(Rows from a box labeling dataset)
***

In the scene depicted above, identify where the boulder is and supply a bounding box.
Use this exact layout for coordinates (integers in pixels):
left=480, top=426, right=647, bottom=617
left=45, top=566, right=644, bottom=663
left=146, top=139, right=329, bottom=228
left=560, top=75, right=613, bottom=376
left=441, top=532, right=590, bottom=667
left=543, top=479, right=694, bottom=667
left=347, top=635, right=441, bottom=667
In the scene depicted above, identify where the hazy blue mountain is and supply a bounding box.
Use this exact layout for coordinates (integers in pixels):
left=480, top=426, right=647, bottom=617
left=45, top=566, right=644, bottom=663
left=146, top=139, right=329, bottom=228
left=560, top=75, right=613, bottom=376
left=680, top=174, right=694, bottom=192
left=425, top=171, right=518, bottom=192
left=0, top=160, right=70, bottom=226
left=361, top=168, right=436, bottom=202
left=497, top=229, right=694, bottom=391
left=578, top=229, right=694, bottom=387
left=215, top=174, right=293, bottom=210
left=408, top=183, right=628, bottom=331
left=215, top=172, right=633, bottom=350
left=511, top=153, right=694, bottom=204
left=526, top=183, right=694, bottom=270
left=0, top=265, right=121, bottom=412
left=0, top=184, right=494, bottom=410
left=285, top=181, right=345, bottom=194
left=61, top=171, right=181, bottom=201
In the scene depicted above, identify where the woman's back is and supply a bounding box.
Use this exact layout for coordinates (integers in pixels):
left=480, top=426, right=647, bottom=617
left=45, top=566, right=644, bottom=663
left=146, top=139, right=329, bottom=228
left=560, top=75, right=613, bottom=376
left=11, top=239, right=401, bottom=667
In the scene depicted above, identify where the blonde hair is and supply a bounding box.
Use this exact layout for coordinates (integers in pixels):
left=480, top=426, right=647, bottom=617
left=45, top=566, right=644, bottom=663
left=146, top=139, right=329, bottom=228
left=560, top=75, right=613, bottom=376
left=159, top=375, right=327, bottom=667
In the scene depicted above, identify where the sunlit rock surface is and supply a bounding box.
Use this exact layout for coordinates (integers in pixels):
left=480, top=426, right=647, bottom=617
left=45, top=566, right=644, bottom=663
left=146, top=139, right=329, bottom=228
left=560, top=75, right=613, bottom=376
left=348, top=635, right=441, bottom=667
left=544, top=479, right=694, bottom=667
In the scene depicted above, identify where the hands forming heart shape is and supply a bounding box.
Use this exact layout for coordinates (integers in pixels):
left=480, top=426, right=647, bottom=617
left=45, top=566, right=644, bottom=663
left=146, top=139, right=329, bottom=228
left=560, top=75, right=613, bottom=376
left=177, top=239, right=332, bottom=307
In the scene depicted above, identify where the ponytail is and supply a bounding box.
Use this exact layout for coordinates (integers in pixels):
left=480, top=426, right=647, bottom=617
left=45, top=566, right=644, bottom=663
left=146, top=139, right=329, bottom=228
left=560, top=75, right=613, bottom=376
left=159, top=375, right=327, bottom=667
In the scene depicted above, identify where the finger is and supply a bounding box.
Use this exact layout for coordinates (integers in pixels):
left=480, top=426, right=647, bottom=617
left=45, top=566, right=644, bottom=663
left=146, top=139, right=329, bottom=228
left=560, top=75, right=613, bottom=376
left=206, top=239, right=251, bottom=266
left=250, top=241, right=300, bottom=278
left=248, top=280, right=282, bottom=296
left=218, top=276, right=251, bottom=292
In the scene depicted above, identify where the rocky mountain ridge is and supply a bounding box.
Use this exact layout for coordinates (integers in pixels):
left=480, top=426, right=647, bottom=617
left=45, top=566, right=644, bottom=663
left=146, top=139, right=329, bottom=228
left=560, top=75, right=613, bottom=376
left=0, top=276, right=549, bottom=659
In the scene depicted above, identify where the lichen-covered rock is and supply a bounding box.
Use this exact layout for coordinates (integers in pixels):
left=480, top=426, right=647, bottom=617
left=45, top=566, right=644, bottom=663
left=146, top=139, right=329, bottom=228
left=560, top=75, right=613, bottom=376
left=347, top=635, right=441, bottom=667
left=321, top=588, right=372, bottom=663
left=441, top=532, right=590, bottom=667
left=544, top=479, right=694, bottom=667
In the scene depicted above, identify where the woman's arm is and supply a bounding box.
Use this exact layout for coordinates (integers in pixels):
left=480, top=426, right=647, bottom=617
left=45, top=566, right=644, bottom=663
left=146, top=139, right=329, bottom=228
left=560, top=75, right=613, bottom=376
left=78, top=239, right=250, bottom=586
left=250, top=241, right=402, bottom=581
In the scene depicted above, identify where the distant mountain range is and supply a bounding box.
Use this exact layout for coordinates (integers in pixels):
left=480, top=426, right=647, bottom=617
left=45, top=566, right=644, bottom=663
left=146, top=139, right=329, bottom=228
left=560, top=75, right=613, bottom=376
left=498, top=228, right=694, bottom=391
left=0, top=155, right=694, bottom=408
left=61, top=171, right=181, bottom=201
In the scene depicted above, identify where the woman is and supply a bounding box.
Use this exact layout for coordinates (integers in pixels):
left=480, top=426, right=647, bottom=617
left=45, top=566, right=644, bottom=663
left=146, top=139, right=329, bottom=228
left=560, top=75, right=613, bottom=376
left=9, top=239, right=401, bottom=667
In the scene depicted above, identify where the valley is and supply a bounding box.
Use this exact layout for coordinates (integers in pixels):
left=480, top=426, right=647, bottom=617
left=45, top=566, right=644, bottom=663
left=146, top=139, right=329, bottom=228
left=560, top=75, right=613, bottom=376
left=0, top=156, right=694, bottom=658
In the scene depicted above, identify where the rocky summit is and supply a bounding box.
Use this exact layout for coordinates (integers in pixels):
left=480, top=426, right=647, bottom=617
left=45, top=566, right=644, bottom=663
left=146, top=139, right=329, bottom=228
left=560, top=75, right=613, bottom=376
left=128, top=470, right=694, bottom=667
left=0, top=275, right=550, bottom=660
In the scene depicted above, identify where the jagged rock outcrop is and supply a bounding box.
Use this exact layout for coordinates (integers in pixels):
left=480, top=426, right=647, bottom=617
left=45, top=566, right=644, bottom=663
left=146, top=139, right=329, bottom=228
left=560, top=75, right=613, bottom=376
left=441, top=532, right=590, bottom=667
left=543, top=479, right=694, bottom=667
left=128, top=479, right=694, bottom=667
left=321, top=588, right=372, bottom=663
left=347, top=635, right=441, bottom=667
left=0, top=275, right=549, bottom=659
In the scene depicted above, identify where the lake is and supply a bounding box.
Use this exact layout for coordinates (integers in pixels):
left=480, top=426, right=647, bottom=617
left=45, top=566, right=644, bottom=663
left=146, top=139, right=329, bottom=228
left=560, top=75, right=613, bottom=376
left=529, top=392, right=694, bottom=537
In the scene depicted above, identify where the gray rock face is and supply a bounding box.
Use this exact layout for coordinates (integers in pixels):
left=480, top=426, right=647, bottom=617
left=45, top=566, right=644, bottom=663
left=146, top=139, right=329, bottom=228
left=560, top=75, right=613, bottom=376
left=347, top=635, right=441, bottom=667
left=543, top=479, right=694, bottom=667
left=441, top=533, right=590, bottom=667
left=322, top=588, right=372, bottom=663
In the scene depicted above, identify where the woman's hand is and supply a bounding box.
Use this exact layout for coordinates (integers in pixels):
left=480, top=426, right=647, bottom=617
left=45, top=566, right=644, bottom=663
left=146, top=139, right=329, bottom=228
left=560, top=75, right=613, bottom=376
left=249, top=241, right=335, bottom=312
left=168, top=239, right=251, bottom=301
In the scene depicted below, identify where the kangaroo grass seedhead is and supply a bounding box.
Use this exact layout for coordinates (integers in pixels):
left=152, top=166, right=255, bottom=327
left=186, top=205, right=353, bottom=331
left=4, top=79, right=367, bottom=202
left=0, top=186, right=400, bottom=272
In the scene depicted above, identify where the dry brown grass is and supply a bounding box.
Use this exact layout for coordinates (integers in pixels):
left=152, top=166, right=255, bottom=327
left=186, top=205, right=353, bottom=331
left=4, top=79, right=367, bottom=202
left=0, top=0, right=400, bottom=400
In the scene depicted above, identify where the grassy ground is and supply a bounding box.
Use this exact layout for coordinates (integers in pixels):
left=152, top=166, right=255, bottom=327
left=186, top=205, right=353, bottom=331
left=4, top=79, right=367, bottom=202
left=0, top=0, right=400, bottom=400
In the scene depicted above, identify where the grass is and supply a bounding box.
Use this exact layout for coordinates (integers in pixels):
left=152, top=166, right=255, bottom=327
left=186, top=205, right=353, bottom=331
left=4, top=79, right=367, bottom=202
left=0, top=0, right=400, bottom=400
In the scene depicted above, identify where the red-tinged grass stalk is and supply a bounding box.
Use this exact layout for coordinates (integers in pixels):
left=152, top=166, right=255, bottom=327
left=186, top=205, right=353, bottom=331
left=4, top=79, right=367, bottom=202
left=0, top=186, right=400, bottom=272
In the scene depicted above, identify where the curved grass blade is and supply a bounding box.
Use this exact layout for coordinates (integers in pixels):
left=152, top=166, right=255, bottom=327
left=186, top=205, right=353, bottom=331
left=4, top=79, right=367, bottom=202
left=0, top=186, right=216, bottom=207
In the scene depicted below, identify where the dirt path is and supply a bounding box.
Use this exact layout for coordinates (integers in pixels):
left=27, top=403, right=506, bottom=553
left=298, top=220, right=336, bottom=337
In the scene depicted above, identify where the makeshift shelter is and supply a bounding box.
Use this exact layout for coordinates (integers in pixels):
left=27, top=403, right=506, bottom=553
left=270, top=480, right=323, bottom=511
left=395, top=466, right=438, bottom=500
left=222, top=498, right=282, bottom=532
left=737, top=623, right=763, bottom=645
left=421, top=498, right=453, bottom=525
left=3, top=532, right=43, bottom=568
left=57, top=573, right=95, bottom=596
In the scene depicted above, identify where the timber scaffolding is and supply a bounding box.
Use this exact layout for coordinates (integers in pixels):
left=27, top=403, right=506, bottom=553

***

▶ _REQUIRED TASK_: Show every line of the data above that contains the string "rocky".

▶ _WORKED SOLUTION_:
In the scene depicted above, identify where the rocky mountain ridge is and supply a bounding box.
In the scene depicted above, identify where the rocky summit is and supply a bounding box.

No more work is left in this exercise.